= READING TEXT =
• • • • •

With most conventions you find there are far too many panels you want to go to, and can't fit in. With Nine Worlds that went double and triple, and after that there were a whole load of panels that weren't particularly my thing, but that were each catering for strong and specific fan bases — academic studies on Harry Potter, Brony rap, cosplay creation, all kinds of incredibly varied topics, and each with their audience.
And although I heard of the odd glitch and problem here and there, everything I saw was working seamlessly. There were no serious technical issues that I know if, the panels all started on time, everything was signposted, and the support material was excellent. I will confess that the one thing I was expecting to be creaky was the logistics side of it, and I was frankly gobsmacked at just how smooth it was. Everyone involved should be bursting with pride.
If you didn't make it along, I'd recommend next year's to anyone — because there will be plenty there for you, pretty much no matter what — and if you think there won't be, just suggest something. However, there's a scheduling issue for next year. Nine Worlds 2014 is happening on the 8th-10th August of that year, and the following weekend (well, from the Thursday really I think) is Loncon 3, the World Science Fiction Convention 2014. There's obviously a danger there that the smaller and newer convention will lose out if punters are thinking, "Well, I can't do two on consecutive weekends…"

• • • • •

= Pointing entries for labeled objects =

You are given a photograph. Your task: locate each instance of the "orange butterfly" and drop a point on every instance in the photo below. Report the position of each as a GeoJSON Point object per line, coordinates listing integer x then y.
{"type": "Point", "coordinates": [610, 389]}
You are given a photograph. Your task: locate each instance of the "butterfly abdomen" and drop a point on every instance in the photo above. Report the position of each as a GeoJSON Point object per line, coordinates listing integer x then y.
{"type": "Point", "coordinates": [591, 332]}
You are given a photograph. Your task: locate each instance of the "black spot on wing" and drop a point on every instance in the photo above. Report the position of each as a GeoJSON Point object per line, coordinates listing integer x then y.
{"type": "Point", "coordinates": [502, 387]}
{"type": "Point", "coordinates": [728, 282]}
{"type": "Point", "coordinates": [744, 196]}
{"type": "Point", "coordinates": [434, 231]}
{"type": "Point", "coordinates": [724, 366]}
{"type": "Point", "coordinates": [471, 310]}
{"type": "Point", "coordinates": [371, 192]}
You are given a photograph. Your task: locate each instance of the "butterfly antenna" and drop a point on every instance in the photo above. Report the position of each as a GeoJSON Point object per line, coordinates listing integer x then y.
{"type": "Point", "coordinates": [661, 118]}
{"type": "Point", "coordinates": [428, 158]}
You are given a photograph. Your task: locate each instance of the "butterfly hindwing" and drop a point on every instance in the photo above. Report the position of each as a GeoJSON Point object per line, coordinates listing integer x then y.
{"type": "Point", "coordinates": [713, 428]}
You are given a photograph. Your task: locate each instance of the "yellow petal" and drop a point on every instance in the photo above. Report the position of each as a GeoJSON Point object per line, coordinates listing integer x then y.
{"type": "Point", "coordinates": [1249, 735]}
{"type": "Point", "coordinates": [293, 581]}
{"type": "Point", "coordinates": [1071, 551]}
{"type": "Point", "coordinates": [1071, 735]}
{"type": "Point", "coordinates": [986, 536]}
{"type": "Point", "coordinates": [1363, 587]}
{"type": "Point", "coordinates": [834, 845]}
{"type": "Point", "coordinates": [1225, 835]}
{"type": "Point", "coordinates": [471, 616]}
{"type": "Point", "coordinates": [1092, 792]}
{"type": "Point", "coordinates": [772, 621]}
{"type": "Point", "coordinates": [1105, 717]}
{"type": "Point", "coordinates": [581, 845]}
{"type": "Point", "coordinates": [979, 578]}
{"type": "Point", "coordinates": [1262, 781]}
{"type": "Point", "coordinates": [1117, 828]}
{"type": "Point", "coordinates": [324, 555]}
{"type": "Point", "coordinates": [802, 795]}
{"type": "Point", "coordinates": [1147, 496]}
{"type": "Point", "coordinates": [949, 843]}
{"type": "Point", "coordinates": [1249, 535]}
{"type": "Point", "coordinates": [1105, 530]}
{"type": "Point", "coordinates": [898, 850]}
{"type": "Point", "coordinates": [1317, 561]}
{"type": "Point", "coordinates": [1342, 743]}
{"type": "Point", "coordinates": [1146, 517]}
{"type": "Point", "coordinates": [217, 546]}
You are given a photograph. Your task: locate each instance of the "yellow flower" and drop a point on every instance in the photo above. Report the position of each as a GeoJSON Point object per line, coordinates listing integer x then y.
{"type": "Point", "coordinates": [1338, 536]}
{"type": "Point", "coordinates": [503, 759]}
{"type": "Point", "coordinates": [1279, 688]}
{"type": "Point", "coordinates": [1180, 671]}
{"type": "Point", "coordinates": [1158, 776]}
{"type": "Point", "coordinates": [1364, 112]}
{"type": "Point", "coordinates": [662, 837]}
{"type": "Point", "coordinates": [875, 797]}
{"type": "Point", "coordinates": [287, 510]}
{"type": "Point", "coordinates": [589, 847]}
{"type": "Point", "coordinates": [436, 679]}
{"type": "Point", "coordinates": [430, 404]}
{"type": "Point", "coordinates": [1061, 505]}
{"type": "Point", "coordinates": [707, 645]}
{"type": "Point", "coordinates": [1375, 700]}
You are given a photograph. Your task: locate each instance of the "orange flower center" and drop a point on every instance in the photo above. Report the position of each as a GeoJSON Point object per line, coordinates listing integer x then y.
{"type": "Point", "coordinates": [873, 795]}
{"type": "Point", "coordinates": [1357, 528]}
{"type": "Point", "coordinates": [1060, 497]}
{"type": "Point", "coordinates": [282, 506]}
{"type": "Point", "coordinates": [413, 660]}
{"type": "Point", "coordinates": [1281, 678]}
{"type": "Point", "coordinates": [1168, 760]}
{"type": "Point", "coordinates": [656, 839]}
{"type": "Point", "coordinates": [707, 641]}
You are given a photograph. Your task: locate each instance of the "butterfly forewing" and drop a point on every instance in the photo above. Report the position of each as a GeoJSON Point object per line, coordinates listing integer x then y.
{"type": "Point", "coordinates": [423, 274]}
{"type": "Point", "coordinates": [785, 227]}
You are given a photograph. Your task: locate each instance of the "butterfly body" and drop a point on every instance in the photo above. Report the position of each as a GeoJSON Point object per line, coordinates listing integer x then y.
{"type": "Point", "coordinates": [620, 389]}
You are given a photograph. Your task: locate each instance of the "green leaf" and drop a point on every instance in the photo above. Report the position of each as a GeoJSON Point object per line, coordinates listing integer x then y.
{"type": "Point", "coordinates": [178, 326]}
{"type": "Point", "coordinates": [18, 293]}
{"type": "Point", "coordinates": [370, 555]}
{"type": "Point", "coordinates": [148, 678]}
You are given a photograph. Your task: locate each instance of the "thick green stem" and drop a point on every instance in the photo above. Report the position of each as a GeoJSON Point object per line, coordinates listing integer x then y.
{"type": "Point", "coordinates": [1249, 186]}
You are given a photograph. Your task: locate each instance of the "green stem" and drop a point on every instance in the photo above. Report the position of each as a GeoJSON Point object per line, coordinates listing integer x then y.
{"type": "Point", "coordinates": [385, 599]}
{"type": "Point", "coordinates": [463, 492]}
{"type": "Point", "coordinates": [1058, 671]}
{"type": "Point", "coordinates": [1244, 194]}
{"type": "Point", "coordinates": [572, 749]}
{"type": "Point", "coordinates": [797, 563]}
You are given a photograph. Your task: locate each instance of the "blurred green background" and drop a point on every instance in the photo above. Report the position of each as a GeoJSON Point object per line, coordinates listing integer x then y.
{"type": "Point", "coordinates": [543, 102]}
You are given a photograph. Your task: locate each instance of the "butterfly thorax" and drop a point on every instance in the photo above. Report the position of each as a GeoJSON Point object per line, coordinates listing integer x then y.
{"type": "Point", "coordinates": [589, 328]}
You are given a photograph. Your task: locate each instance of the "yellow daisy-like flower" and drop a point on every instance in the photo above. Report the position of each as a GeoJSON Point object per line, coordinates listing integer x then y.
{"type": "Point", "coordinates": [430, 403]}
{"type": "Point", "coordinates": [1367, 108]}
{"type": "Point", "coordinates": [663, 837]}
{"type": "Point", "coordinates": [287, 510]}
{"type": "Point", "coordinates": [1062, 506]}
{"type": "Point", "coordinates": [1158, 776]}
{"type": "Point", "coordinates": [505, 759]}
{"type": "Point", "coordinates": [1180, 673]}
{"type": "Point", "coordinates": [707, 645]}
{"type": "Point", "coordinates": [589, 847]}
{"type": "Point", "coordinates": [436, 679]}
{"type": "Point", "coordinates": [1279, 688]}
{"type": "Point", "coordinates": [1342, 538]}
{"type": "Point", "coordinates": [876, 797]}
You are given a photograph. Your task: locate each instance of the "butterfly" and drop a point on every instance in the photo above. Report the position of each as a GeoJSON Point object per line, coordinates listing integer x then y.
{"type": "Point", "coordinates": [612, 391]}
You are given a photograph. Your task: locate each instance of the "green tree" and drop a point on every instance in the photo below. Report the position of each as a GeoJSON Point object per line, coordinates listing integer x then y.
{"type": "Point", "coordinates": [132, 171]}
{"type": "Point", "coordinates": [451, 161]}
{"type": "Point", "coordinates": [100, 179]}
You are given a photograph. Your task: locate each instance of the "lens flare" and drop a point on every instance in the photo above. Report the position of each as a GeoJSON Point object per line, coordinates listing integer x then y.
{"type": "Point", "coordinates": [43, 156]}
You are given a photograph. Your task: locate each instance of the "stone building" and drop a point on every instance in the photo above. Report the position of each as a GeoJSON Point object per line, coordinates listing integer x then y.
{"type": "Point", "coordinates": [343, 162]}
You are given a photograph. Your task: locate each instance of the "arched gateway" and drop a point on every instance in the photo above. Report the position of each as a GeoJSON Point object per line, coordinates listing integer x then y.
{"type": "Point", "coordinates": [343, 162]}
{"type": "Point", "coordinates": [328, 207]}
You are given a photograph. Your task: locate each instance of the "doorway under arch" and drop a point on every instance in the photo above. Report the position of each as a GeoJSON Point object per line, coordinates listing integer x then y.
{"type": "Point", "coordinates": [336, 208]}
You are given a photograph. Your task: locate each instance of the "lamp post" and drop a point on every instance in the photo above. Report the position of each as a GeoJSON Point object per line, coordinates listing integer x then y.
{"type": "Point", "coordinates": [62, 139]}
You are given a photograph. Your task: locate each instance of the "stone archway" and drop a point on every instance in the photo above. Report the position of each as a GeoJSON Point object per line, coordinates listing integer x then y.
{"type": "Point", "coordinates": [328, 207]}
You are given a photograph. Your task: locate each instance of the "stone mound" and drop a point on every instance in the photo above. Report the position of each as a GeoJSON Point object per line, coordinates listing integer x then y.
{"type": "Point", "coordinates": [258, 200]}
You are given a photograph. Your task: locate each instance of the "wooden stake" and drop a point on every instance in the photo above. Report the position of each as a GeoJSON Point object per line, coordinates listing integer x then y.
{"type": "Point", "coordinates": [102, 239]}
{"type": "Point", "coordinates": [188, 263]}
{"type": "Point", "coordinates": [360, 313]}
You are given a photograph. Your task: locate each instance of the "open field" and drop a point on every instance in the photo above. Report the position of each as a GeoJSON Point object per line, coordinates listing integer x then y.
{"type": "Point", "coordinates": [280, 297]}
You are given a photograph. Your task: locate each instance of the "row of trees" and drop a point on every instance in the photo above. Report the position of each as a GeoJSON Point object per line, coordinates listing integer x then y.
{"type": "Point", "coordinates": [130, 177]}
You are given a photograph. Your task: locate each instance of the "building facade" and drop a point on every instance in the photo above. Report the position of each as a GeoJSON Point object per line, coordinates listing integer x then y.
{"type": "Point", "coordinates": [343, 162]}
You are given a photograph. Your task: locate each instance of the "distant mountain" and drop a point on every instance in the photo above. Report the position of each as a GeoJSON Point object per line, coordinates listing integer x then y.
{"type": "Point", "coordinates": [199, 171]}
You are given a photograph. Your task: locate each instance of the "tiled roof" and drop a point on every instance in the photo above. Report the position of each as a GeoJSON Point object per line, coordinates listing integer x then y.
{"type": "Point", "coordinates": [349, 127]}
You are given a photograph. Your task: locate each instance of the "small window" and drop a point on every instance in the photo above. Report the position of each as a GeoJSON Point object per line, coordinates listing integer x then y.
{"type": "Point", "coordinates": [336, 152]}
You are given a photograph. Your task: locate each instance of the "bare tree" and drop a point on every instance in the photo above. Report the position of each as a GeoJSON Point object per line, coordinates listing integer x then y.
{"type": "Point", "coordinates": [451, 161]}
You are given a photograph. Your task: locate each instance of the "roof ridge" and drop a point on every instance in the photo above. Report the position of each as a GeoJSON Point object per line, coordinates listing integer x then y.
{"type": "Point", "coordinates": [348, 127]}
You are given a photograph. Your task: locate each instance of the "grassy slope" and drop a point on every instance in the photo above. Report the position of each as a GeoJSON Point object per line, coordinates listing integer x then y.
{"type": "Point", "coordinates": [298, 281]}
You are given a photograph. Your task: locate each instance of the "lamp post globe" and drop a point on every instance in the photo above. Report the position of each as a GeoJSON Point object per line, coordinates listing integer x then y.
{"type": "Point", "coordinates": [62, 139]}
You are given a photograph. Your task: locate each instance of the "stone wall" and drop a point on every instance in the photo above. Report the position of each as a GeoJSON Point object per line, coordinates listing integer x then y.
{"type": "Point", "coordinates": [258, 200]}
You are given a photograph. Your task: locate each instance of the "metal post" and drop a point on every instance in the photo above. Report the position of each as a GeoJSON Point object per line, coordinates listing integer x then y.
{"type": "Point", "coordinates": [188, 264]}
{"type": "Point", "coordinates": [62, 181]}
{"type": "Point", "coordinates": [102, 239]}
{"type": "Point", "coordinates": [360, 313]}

• • • • •

= EXERCISE DESCRIPTION =
Please carry on the passage about the Nine Worlds convention, starting right after its last sentence. The listing has no connection to the passage about the Nine Worlds convention.

= EXERCISE ANSWER =
Or… you can, surely. Because that week in between, given that both cons will be in London, has the potential to be basically London WEEK of GEEK. Especially for people travelling some distance, surely there's a grand chance to come for one con, stay the week and then go to the next. I assume this is the logic that the organisers are working on, and there's a grand opportunity for anything else a la geek in the London area to join in. Let's have some genre theatre (and I'm still smarting I missed a play of Halo Jones here in Leeds, so, you know…), let's get Jeff Wayne in for a special performance of War of the Worlds. Let's have a London-wide zombie survival game and scare the crap out of the Home Office. Maybe not that last one, but there must be a ton of stuff that could take advantage of a week of captive genre fans roaming the London streets.
(1) Highlights included Drs Ian Stewart and Jack Cohen, authors of "What Would a Martian Look Like" and similar books, and also (with Sir Terry) the Science of the Discworld series.
(2) I came second. I was robbed.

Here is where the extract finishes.